Write out these lines again, starting with the one that contains "Where can you see the shadow" and going on through the last line, requests included. Multiply every coordinate in the answers by 1.45 and round to the nearest whole number, with halves rounding up.

▬▬▬▬▬▬

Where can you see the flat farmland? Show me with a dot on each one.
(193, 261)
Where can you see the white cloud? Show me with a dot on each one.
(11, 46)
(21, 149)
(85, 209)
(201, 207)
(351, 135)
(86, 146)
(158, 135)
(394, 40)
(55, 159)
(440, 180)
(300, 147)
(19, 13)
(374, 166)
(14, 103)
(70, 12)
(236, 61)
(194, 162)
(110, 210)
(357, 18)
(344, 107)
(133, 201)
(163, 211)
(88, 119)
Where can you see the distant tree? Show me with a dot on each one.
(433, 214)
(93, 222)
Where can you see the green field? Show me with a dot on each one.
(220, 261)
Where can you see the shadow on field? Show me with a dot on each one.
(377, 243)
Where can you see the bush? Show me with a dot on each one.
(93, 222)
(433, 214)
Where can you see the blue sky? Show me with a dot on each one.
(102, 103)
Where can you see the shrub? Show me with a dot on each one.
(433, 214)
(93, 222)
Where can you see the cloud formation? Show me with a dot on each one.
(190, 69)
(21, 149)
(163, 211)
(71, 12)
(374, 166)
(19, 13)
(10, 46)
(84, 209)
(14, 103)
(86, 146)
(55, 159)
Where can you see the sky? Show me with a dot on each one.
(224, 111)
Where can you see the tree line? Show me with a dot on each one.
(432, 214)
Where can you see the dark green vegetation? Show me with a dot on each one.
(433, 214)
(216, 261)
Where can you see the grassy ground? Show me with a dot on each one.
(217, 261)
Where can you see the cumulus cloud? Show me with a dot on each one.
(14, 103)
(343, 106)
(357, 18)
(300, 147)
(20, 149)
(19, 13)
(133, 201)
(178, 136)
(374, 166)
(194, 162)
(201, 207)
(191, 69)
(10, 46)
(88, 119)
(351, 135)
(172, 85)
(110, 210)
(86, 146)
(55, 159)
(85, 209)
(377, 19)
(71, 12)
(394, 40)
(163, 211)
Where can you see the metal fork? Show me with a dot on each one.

▬▬▬▬▬▬

Output of the exercise:
Where can you see the shadow on field? Show me with a dot on each one.
(547, 352)
Where can you see the bush? Show me with a dot on each one.
(135, 322)
(628, 310)
Where can you see the blue sky? Show me with a dot on each one.
(148, 149)
Where can you see the shrub? Show me with a dot on each one.
(628, 310)
(135, 322)
Where can you see the cloud formation? Show me with a dot on each one.
(276, 100)
(30, 216)
(236, 306)
(103, 17)
(542, 241)
(28, 19)
(15, 67)
(122, 303)
(20, 149)
(125, 212)
(80, 231)
Where can you see the sky? Show me with a dot on each one.
(325, 161)
Where can you see the tree line? Show me with a dot on each one.
(626, 310)
Where can you see the dark green vegetation? Show me with a dot on each one.
(628, 310)
(313, 378)
Where can you see the grassy ground? Show me with a dot on each one.
(315, 378)
Where can you see the cumulus cloud? Show me with a dot on each one.
(20, 149)
(497, 154)
(518, 26)
(435, 213)
(29, 216)
(28, 19)
(193, 291)
(258, 197)
(542, 241)
(281, 235)
(291, 300)
(277, 100)
(15, 67)
(128, 173)
(509, 196)
(249, 123)
(160, 305)
(125, 212)
(80, 231)
(123, 303)
(547, 28)
(103, 17)
(571, 58)
(236, 306)
Where can you see the metal fork? Show me with a dot on each one.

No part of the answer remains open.